• Work to complete
Count the lines in the items below that contain the string "wall", matching uppercase and lowercase exactly, and reply with only the number.

• Supplied entries
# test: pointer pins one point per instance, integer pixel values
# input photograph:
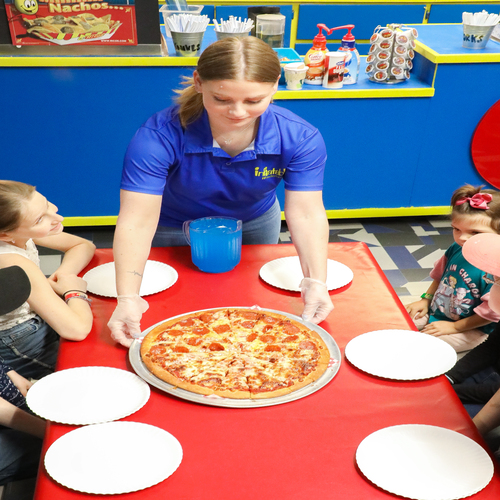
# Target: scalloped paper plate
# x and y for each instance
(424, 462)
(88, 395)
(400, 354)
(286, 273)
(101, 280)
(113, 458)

--

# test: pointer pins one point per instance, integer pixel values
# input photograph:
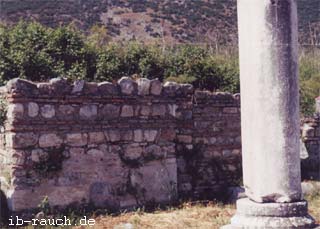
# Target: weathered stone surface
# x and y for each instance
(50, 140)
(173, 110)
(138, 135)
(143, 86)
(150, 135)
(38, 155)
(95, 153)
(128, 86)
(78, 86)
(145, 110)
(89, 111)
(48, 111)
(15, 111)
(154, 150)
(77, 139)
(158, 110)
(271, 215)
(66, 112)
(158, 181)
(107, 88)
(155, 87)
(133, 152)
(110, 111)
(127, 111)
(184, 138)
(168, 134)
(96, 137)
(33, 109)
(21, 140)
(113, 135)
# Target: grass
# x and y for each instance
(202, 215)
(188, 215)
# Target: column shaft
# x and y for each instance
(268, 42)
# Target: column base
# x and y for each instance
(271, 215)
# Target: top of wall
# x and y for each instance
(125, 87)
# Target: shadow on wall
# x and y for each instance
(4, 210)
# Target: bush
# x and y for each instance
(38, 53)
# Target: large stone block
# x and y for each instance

• Correct response
2